* _Point annotations for photos_:
◆ ◆ ◆ ◆ ◆ ◆ ◆

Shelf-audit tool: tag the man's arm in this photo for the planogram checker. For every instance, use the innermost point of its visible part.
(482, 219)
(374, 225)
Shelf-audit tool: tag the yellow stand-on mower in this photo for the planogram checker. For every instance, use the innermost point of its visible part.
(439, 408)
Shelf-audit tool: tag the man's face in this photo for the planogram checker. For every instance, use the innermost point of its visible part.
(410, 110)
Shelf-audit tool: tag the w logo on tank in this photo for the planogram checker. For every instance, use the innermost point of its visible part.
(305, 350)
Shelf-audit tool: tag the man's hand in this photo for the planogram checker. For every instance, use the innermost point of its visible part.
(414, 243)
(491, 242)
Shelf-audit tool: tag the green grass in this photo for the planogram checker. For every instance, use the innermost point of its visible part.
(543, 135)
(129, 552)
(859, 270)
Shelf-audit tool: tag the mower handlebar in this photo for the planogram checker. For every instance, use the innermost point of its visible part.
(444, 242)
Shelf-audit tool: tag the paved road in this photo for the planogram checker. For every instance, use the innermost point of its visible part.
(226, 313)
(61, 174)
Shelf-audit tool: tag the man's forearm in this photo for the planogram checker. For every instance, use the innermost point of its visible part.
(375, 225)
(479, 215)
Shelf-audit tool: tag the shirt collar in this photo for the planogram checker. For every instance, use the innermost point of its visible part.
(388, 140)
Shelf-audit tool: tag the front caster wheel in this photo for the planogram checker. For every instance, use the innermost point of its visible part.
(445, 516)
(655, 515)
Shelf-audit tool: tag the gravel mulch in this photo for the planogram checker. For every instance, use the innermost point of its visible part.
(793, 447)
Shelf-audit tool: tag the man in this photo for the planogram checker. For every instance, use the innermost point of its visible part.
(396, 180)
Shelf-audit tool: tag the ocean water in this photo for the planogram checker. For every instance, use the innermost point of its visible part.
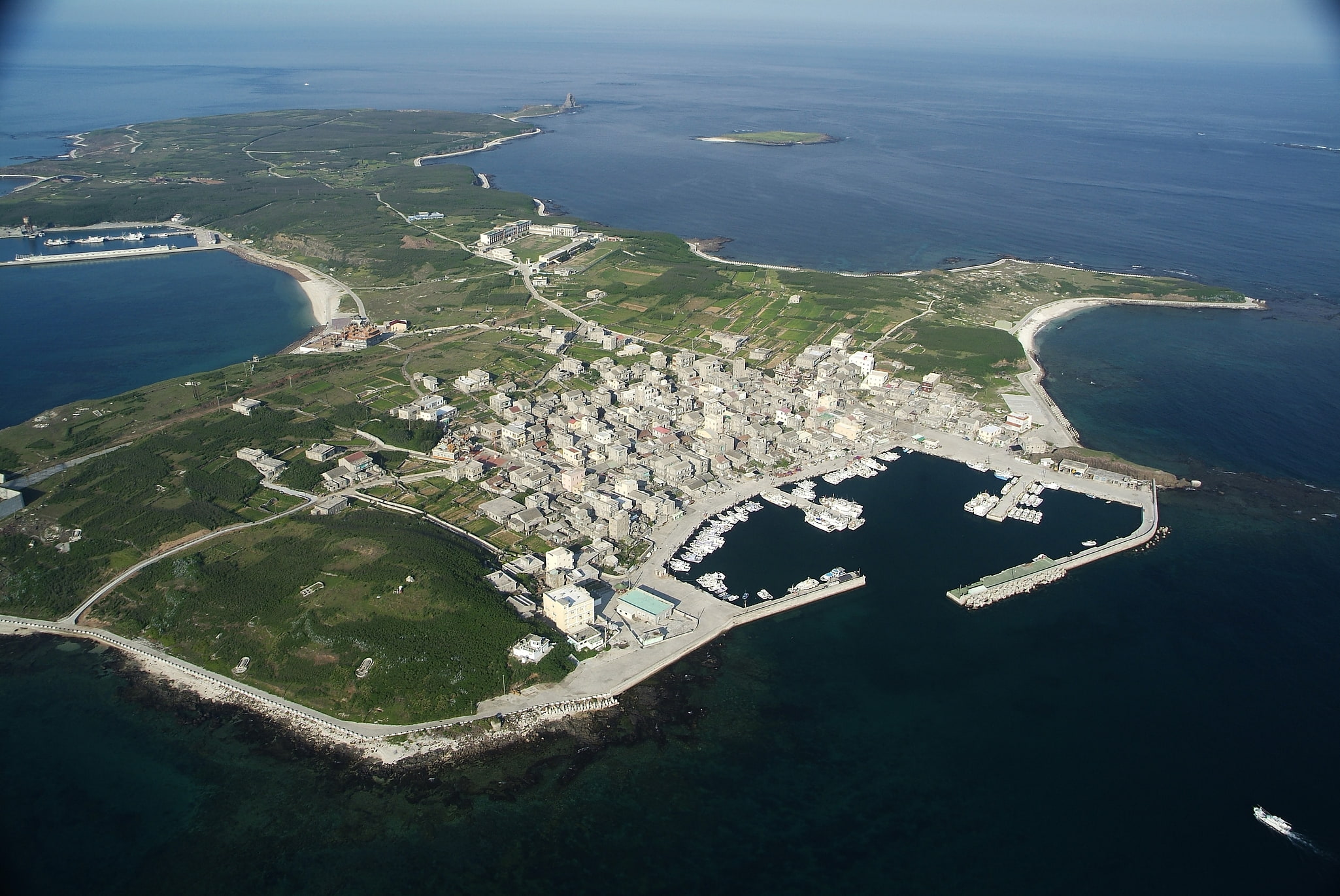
(1106, 735)
(1181, 389)
(97, 329)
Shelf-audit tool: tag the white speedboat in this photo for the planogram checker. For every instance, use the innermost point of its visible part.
(1275, 823)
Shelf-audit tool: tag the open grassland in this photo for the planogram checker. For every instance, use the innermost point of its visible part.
(331, 189)
(398, 591)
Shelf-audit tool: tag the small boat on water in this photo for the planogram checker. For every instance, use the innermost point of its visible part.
(1275, 823)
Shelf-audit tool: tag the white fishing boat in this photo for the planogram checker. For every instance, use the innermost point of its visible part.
(982, 504)
(1275, 823)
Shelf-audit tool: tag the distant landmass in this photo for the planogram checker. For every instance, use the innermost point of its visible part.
(773, 139)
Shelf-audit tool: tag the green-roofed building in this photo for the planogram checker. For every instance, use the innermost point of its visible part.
(644, 606)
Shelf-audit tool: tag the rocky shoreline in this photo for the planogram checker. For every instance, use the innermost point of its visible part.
(499, 763)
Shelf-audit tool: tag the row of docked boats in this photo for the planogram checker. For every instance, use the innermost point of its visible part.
(865, 467)
(837, 514)
(712, 536)
(982, 504)
(136, 236)
(716, 584)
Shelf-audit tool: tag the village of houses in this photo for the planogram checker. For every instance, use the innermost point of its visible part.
(593, 472)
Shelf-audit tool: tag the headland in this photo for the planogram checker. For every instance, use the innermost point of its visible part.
(580, 399)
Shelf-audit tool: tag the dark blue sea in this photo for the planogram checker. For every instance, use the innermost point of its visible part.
(1106, 735)
(97, 329)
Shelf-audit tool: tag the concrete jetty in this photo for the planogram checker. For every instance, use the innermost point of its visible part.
(1043, 569)
(106, 254)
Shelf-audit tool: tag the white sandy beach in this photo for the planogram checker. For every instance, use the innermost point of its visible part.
(418, 162)
(1036, 319)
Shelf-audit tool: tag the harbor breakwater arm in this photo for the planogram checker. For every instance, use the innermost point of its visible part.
(1043, 569)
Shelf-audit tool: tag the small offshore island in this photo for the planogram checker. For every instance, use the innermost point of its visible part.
(772, 139)
(471, 501)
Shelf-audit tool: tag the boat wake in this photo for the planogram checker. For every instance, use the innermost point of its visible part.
(1281, 827)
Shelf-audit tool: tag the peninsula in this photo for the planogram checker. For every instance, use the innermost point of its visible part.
(469, 493)
(772, 139)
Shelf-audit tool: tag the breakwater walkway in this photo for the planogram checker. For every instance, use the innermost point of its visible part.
(102, 255)
(1043, 569)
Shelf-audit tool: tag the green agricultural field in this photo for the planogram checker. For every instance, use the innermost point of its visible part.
(971, 351)
(439, 643)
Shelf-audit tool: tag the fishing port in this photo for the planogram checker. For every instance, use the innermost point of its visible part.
(204, 240)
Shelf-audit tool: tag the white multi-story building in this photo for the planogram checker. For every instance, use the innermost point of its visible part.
(862, 361)
(570, 608)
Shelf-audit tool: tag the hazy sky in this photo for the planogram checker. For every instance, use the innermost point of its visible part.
(1248, 30)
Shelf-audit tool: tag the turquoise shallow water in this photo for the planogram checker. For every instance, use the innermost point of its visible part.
(1106, 735)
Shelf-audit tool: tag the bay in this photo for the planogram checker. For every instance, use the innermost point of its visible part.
(1106, 735)
(98, 329)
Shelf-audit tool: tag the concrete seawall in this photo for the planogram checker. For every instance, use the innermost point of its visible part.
(142, 252)
(1032, 578)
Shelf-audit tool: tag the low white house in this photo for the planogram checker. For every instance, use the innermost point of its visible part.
(531, 648)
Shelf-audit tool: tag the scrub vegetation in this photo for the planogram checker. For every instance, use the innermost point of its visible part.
(395, 589)
(333, 189)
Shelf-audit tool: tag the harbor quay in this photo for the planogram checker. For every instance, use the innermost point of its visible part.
(653, 456)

◆ ◆ ◆ ◆ ◆ ◆ ◆

* _Directions_:
Quote each record exactly as it stands, minus the pictures.

* _Problem solution_:
Shelf-audit tool: tag the man's arm in this photo for the planogram checker. For every instance, use the innermost point of its visible part.
(482, 219)
(374, 225)
Shelf-audit tool: tag the yellow stand-on mower in this photo for the planogram checker. For every instance, use the innermost point of its visible part.
(439, 408)
Shelf-audit tool: tag the man's face in this photo for the planogram checker. For every instance, use the innermost point of its visible part.
(410, 110)
Shelf-audit tool: tag the w logo on tank in this photo for the planogram checker. For every instance, use the innermost point of its visible part.
(305, 350)
Shelf-audit tool: tag the man's hand in this photo for the planogram checker. For every instance, use the innermost point of its visible part.
(414, 243)
(491, 242)
Shelf-audit tool: tag the green grass in this photo for the planogram checker. For every instance, use the innermost point of its visible part.
(543, 135)
(129, 552)
(859, 270)
Shelf-audit tool: tag the mower handlebar in this photo for the planogram checker. For every instance, use the innermost point of its visible part.
(444, 242)
Shelf-audit tool: tag the paved road in this photo for the planogram checker. For every instance, use the innermost point of its visible part.
(226, 313)
(61, 174)
Shelf-audit tool: tag the man's forearm in this photo for the planogram checker. For every instance, use the innermost point of its visible part.
(375, 225)
(479, 215)
Shelf-audit tool: tag the shirt collar in this photo for the planogram checker. For every instance, use the innermost point of its visible part.
(388, 140)
Shelf-audit tool: tag the front caster wheel in this photo for the planogram checker. For every instance, use the innermost point of its visible part.
(445, 516)
(655, 515)
Shelf-audit tool: tag the gravel mulch in this photo for the planogram checker. For every instance, use the innermost point of its visible part.
(793, 447)
Shelf-audit tool: tag the man in this photo for the planogram checker. For every instance, use the innermost point of its visible part.
(396, 180)
Shelf-audit tool: tag the ocean water in this photo for the planogram checker. For every instance, use the innermost point of its visible part.
(1106, 735)
(1181, 389)
(97, 329)
Shelf-audit tool: tag the white speedboat in this photo for the planogram checker. For every instance, use the innermost point of its visible part.
(1275, 823)
Shelf-audit tool: tag the open grassland in this photo for the planogram checker. For every instance, use the innermost point of its visible part.
(331, 189)
(398, 591)
Shelf-audit tool: tag the small boat on water in this photo for the planogram checker. For every instance, use the innermost point of its visible part.
(1275, 823)
Shelf-audit tool: tag the white fishing boat in this photo for the planogram checker. For every instance, use the innermost point of its visible part.
(982, 504)
(1275, 823)
Shelf-audit tool: tag the distant landmass in this photo for the planogram checker. For every instance, use the innermost point of its visible part.
(773, 139)
Shelf-audit tool: tag the green-roofed building in this photo for the planogram checker. For every instance, use the innermost point of its visible part.
(644, 606)
Shelf-audit tool: tag the rocky shoreline in this photo for the planogram checker. For every instance, use the innermost point of its visible part.
(499, 763)
Shelf-audit tool: tag the row of docked boats in this photo for the planogram checker. For every instance, use the innermost point of its visible part.
(865, 467)
(837, 514)
(712, 536)
(982, 504)
(136, 236)
(716, 584)
Shelf-audit tool: tag the village of houses in this photo for the planogram checker. For every instance, use the innermost point of its visible part.
(593, 472)
Shelf-audit tool: tag the headland in this photo for the planogram checker. For every instance, use the innermost point of its visible part.
(580, 399)
Shelf-audit tool: tag the dark blue sea in this photo for the planogram checker. For every instance, use the innermost point of its visible part.
(1106, 735)
(97, 329)
Shelf-audit tool: tag the concrete jetty in this photo for the planogram checker. For every instance, use the innermost point of its visible part.
(1043, 569)
(106, 254)
Shelf-audit tool: tag the white sandy beach in this photo for the planogram checker. For every instance, use the innermost point of its visible part.
(418, 162)
(1036, 319)
Shelf-audit tool: tag the harbor breakwater arm in this photo for the planogram checker. For every instance, use the innermost point of its visible part.
(1043, 569)
Shelf-audit tool: tag the small offshore island in this photo for the planogram checker. For every instance, use the innermost point of its visible part.
(772, 139)
(471, 501)
Shelf-audit tool: tag the boat wake in this photo for the planogram checker. For every instance, use the innermost point of its visible part.
(1281, 827)
Shelf-audit tool: tag the peninsula in this photo for the planogram checker. For every instance, use the innermost point of its visible part.
(469, 493)
(772, 139)
Shelf-audit tool: tag the breakwater walkway in this photo for the planogram checker. For every instance, use the innermost point of its visible part.
(102, 255)
(1043, 569)
Shelf-audit tool: tag the green agricultural field in this photo for the planogram checker. For every instance, use the innermost point of its visible part.
(971, 351)
(439, 643)
Shelf-audit tool: tag the fishing port in this photo for the planogram checker. For every instance, use the innermost point of its visible part.
(204, 240)
Shelf-audit tool: tag the white multi-story building in this photo for the planogram checker. For every instance, use the innermost point of its visible part.
(862, 361)
(570, 608)
Shelf-audit tool: tag the hazy sky in this photo for the planogram checker. For every instance, use the innermost point of its visible part.
(1248, 30)
Shelf-audit tool: tag the turquoise shallow water in this photo for the planogram checker. For every instance, use the innermost point of its visible part.
(1106, 735)
Shelf-audit tool: tag the bay in this photo for the planogram checker. For every instance, use the innermost point of its visible part.
(1106, 735)
(98, 329)
Shelf-audit tool: tag the concrete seawall in this photo for the planogram checker. For every instance, use the innermost point of its visible part.
(142, 252)
(1032, 578)
Shelf-audit tool: tag the low white house in this photo for the planogram checker. For every instance, use the innermost point of its visible part.
(531, 648)
Shelf-audit tool: tag the scrub vegetation in this photo for the planogram checker. For every instance, use the innermost point of its visible part.
(395, 589)
(333, 189)
Shelf-audit tool: tag the harbor quay in this photo for the planogram checker. For every instance, use the innermost point of its visible part.
(653, 456)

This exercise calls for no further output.